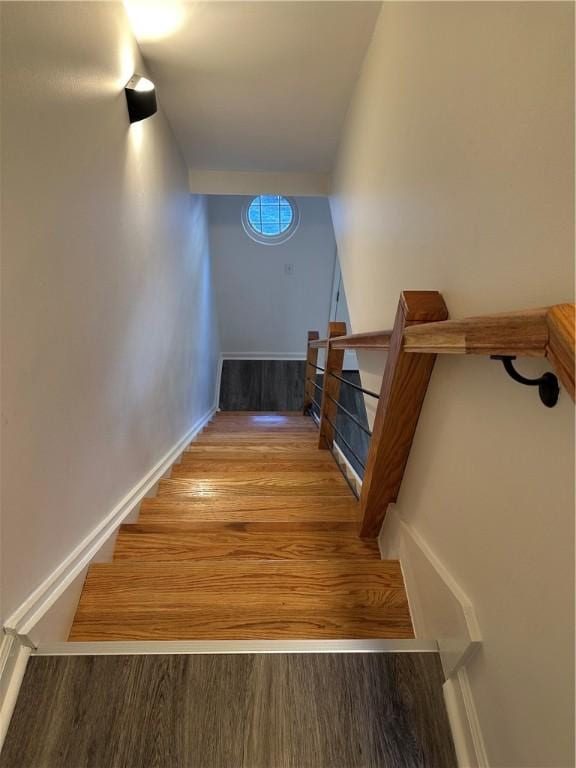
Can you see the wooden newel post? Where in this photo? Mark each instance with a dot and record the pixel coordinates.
(310, 371)
(404, 386)
(331, 386)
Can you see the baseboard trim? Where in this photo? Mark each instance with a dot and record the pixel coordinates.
(235, 646)
(464, 722)
(440, 608)
(263, 356)
(344, 462)
(14, 657)
(44, 596)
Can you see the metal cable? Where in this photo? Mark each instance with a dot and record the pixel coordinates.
(354, 386)
(350, 415)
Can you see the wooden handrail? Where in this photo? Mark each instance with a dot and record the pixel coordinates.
(402, 394)
(522, 333)
(421, 331)
(560, 345)
(544, 332)
(371, 340)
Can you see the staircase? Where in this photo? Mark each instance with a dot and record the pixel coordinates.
(254, 536)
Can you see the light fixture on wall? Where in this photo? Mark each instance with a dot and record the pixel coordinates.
(141, 98)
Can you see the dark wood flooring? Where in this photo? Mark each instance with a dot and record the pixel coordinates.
(231, 711)
(262, 385)
(278, 385)
(358, 440)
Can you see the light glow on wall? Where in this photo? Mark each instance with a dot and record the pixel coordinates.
(154, 20)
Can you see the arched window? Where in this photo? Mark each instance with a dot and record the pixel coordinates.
(270, 219)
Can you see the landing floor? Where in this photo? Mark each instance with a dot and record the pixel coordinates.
(231, 711)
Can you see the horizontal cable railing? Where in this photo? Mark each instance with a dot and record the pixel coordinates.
(422, 331)
(354, 386)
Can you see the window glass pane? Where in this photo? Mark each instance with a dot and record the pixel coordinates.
(254, 215)
(269, 199)
(270, 213)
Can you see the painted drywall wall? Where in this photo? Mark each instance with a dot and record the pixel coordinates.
(253, 182)
(455, 174)
(109, 349)
(262, 311)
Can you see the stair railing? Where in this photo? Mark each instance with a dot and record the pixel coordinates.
(421, 332)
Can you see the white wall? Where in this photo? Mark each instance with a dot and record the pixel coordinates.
(455, 174)
(262, 311)
(108, 341)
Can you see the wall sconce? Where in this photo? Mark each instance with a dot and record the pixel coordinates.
(141, 98)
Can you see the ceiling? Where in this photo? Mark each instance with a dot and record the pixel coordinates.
(255, 86)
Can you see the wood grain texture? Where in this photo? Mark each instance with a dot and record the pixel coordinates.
(255, 484)
(331, 387)
(242, 600)
(404, 386)
(261, 385)
(560, 349)
(171, 543)
(179, 509)
(231, 711)
(514, 333)
(246, 548)
(370, 340)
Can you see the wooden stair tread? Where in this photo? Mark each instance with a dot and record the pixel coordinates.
(253, 537)
(170, 543)
(248, 509)
(243, 599)
(256, 484)
(255, 469)
(244, 623)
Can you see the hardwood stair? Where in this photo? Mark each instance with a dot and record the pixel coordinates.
(254, 536)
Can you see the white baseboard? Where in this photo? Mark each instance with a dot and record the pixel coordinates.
(13, 659)
(440, 607)
(441, 610)
(464, 723)
(353, 477)
(263, 356)
(45, 595)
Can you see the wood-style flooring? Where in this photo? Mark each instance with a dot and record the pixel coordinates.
(254, 536)
(231, 711)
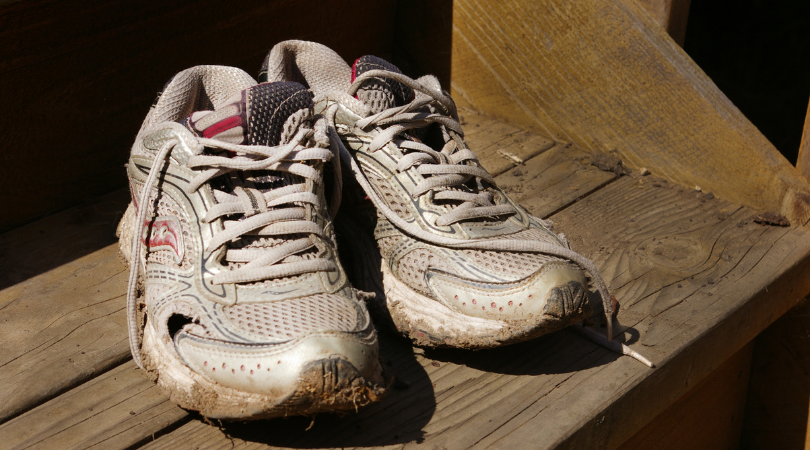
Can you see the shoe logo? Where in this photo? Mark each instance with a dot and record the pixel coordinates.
(164, 234)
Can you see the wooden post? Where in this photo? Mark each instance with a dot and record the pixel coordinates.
(603, 75)
(803, 161)
(672, 15)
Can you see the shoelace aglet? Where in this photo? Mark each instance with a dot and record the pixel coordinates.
(617, 347)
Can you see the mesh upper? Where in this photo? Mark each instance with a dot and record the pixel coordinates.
(288, 319)
(390, 196)
(380, 93)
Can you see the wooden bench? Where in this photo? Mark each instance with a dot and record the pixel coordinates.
(697, 279)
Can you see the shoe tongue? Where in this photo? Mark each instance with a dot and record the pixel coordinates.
(380, 93)
(256, 116)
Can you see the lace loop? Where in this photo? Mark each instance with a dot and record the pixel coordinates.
(280, 211)
(446, 178)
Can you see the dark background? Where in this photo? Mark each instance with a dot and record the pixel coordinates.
(758, 53)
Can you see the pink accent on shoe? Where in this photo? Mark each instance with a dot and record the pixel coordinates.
(166, 234)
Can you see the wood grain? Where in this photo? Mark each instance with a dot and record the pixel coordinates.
(500, 146)
(115, 410)
(696, 280)
(671, 15)
(605, 76)
(554, 179)
(61, 311)
(708, 416)
(60, 328)
(79, 78)
(694, 288)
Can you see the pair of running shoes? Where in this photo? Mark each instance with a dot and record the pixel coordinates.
(242, 193)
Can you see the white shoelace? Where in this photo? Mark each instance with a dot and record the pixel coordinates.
(259, 210)
(451, 167)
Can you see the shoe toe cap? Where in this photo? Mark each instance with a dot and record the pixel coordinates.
(331, 361)
(557, 291)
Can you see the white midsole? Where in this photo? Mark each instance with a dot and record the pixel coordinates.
(412, 310)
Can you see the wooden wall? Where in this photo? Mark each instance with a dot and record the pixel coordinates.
(79, 77)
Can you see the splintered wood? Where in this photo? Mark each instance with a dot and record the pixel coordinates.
(696, 279)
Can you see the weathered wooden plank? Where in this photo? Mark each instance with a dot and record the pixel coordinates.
(113, 411)
(803, 160)
(66, 325)
(776, 411)
(61, 328)
(630, 89)
(708, 416)
(697, 281)
(60, 238)
(498, 145)
(694, 286)
(671, 15)
(554, 179)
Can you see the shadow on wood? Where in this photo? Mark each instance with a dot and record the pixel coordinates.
(776, 413)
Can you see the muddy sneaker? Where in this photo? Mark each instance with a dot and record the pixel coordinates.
(462, 264)
(237, 305)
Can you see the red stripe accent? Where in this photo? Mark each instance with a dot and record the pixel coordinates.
(222, 125)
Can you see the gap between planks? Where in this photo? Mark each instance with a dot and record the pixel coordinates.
(713, 283)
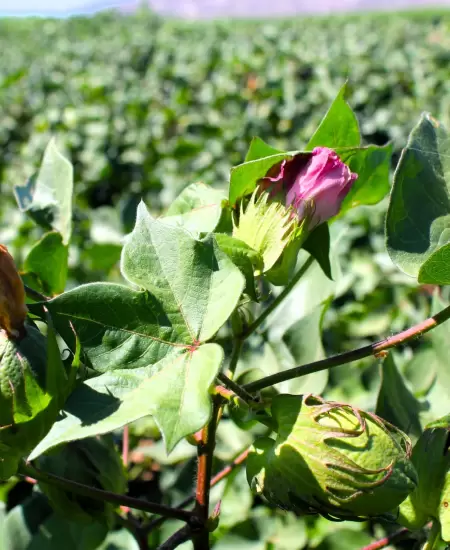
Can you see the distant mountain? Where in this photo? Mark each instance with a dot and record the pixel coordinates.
(201, 9)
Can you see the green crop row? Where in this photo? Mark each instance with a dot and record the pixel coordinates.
(143, 104)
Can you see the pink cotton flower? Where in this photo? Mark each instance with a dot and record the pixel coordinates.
(315, 184)
(319, 187)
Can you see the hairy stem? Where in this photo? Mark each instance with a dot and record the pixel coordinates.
(287, 289)
(180, 536)
(236, 388)
(433, 536)
(135, 529)
(35, 295)
(26, 470)
(237, 348)
(388, 540)
(240, 459)
(354, 355)
(204, 473)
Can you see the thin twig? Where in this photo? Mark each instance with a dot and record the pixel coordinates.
(205, 452)
(386, 541)
(26, 470)
(240, 459)
(237, 348)
(35, 295)
(354, 355)
(236, 388)
(287, 289)
(135, 529)
(180, 536)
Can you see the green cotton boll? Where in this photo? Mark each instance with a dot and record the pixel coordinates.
(431, 498)
(29, 402)
(268, 227)
(331, 459)
(93, 461)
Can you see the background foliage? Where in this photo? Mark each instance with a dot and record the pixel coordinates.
(144, 106)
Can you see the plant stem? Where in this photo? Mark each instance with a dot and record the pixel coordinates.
(204, 473)
(35, 295)
(433, 536)
(135, 529)
(349, 356)
(236, 388)
(180, 536)
(237, 348)
(388, 540)
(240, 459)
(287, 289)
(26, 470)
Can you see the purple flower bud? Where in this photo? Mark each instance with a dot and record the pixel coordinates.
(325, 181)
(315, 185)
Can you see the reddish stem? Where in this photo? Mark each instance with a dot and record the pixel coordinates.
(349, 356)
(386, 541)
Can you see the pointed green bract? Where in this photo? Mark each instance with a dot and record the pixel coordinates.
(266, 226)
(244, 177)
(259, 149)
(197, 209)
(418, 220)
(33, 389)
(339, 127)
(48, 196)
(174, 391)
(51, 275)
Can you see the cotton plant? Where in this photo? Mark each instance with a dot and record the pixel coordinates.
(153, 346)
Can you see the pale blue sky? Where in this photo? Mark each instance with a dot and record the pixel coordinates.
(57, 7)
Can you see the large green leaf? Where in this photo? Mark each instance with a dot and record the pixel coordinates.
(174, 391)
(148, 343)
(244, 257)
(339, 127)
(259, 149)
(418, 220)
(32, 525)
(244, 177)
(436, 269)
(48, 196)
(47, 262)
(396, 403)
(197, 209)
(197, 284)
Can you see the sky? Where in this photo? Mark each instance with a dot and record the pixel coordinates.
(201, 8)
(28, 7)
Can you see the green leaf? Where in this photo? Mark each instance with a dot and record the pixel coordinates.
(318, 245)
(49, 195)
(259, 149)
(56, 533)
(174, 391)
(396, 403)
(197, 284)
(372, 164)
(436, 269)
(197, 209)
(148, 343)
(24, 521)
(339, 127)
(119, 540)
(244, 177)
(418, 219)
(304, 342)
(47, 261)
(244, 257)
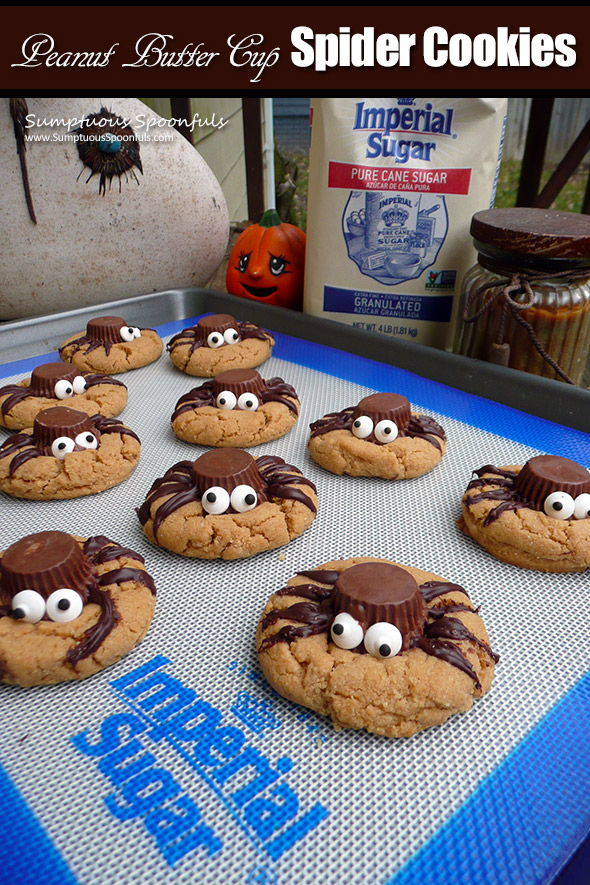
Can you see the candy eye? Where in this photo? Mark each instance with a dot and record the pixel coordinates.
(345, 631)
(226, 400)
(86, 440)
(386, 431)
(215, 500)
(215, 340)
(362, 427)
(127, 333)
(243, 498)
(248, 402)
(64, 605)
(231, 336)
(80, 385)
(63, 389)
(62, 446)
(559, 505)
(28, 606)
(582, 506)
(383, 640)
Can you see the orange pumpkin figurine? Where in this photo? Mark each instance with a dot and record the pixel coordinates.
(267, 262)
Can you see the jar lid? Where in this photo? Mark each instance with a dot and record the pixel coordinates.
(525, 235)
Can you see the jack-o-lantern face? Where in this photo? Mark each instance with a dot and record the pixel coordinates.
(267, 263)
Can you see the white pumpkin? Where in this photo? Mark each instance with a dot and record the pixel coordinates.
(165, 228)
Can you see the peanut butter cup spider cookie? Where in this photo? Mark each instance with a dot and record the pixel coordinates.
(111, 345)
(217, 343)
(378, 437)
(237, 408)
(69, 607)
(536, 516)
(375, 645)
(228, 505)
(55, 383)
(67, 454)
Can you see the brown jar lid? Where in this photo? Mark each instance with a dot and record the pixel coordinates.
(44, 562)
(59, 421)
(106, 329)
(541, 233)
(385, 406)
(372, 592)
(227, 468)
(545, 474)
(45, 377)
(238, 381)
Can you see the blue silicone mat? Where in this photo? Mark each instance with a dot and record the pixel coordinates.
(513, 810)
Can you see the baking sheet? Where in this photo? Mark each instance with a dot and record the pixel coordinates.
(498, 794)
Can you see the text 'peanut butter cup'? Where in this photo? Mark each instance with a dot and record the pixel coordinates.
(46, 561)
(238, 381)
(59, 421)
(545, 474)
(45, 377)
(227, 468)
(219, 322)
(374, 592)
(106, 329)
(385, 407)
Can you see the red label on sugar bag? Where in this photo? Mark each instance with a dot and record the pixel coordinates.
(388, 178)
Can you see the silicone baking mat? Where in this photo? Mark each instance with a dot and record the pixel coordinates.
(180, 765)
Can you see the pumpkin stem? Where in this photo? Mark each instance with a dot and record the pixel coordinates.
(270, 218)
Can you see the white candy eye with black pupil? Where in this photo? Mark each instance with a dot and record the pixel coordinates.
(86, 440)
(64, 605)
(559, 505)
(231, 336)
(243, 498)
(383, 640)
(215, 340)
(247, 402)
(28, 606)
(226, 400)
(127, 333)
(386, 431)
(63, 389)
(215, 500)
(362, 427)
(346, 632)
(62, 446)
(582, 506)
(80, 385)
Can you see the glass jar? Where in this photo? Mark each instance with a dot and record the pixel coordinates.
(526, 303)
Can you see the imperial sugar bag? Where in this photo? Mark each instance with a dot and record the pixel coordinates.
(393, 184)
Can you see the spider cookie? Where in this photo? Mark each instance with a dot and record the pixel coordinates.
(228, 505)
(54, 383)
(375, 645)
(69, 607)
(111, 345)
(378, 437)
(219, 342)
(536, 516)
(237, 408)
(67, 454)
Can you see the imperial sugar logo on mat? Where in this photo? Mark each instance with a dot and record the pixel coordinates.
(252, 788)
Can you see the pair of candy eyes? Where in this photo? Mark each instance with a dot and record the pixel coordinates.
(63, 389)
(385, 431)
(247, 402)
(381, 640)
(63, 445)
(62, 605)
(217, 500)
(129, 333)
(560, 505)
(216, 339)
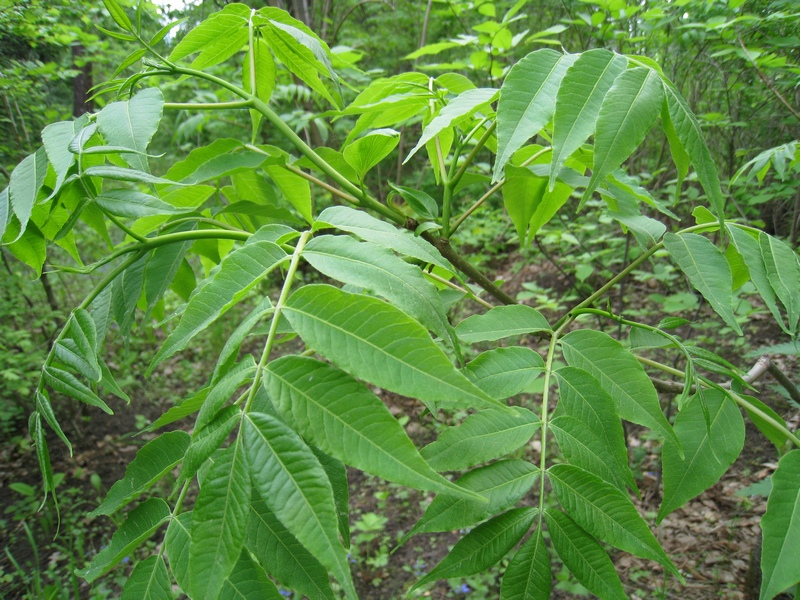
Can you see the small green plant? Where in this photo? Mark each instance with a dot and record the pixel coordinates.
(274, 431)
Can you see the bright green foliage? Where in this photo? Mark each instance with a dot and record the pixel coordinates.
(273, 435)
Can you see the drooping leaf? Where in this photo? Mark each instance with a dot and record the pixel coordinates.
(26, 180)
(621, 376)
(150, 580)
(132, 124)
(501, 322)
(291, 481)
(483, 546)
(239, 272)
(377, 269)
(707, 270)
(484, 436)
(373, 340)
(580, 96)
(584, 556)
(248, 580)
(373, 230)
(628, 112)
(219, 522)
(502, 483)
(688, 132)
(712, 439)
(527, 101)
(346, 420)
(605, 512)
(153, 460)
(780, 561)
(528, 576)
(283, 556)
(139, 525)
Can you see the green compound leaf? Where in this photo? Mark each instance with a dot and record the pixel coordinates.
(502, 484)
(580, 96)
(621, 376)
(239, 272)
(283, 556)
(140, 524)
(627, 114)
(780, 561)
(483, 546)
(374, 341)
(153, 460)
(292, 482)
(378, 270)
(219, 522)
(132, 124)
(483, 436)
(501, 322)
(528, 576)
(343, 418)
(248, 580)
(527, 101)
(150, 580)
(584, 556)
(707, 270)
(708, 454)
(606, 513)
(505, 372)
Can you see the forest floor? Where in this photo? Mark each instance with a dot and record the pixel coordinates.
(711, 539)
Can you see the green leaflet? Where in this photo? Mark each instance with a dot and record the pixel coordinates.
(459, 108)
(217, 38)
(132, 124)
(522, 194)
(219, 522)
(584, 556)
(750, 251)
(69, 385)
(581, 396)
(139, 525)
(687, 131)
(239, 272)
(283, 556)
(153, 460)
(373, 230)
(134, 204)
(378, 270)
(291, 481)
(605, 512)
(345, 419)
(248, 580)
(584, 448)
(150, 580)
(621, 376)
(627, 114)
(505, 372)
(177, 541)
(483, 546)
(780, 561)
(26, 181)
(367, 151)
(527, 101)
(528, 576)
(783, 272)
(502, 483)
(374, 341)
(483, 436)
(708, 454)
(707, 270)
(580, 96)
(501, 322)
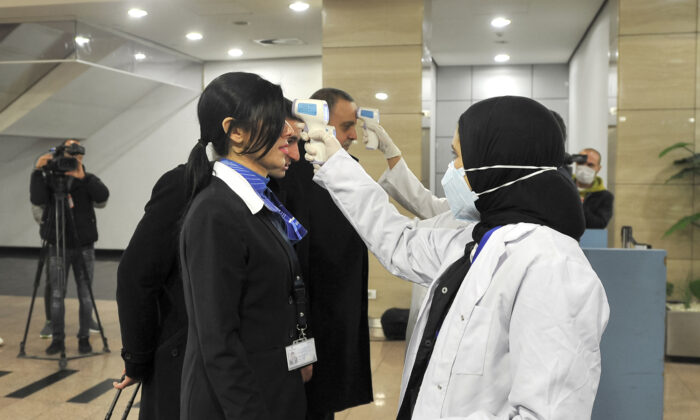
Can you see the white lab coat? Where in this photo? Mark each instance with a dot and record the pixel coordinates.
(521, 339)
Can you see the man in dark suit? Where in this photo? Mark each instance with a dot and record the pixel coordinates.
(150, 298)
(335, 265)
(597, 200)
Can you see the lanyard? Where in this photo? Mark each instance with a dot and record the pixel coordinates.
(483, 241)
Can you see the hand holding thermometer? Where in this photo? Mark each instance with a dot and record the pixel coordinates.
(315, 115)
(370, 137)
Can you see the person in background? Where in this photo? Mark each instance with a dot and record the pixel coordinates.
(335, 264)
(150, 298)
(85, 193)
(597, 200)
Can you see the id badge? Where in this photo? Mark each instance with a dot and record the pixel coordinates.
(301, 353)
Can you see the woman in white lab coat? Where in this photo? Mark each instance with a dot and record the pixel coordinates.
(512, 322)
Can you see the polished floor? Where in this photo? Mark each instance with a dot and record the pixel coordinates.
(38, 389)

━━━━━━━━━━━━━━━━━━━━━━━━━━━━━━

> **PROMPT**
Take the lines above from the one holding "Can you see the lanyard?" to the last and output them exactly.

> **CORRECT OUTPUT**
Can you see the lanyard? Where in this photo? Mark each instance with a dot and record the pixel coordinates.
(483, 241)
Can you see the hand holding thermometer? Where in this photo? Mark each instance with a dot and record the pixel coordinates.
(315, 115)
(370, 137)
Can you see the person in background? Where in this photo? Mark each instance with a dot and record the pixel coordinates.
(335, 264)
(150, 298)
(85, 193)
(597, 200)
Can you see the id badge? Where in this photo? Mark each instance with a dot and record the pixel coordinates.
(301, 353)
Can you see the woman in white lab coat? Where in this photo? Mark each instance with a dot and record the pixel coordinates.
(512, 322)
Can you see the polished floor? Where in this photo? Mark each instance with a dot and record the pixel coordinates.
(38, 389)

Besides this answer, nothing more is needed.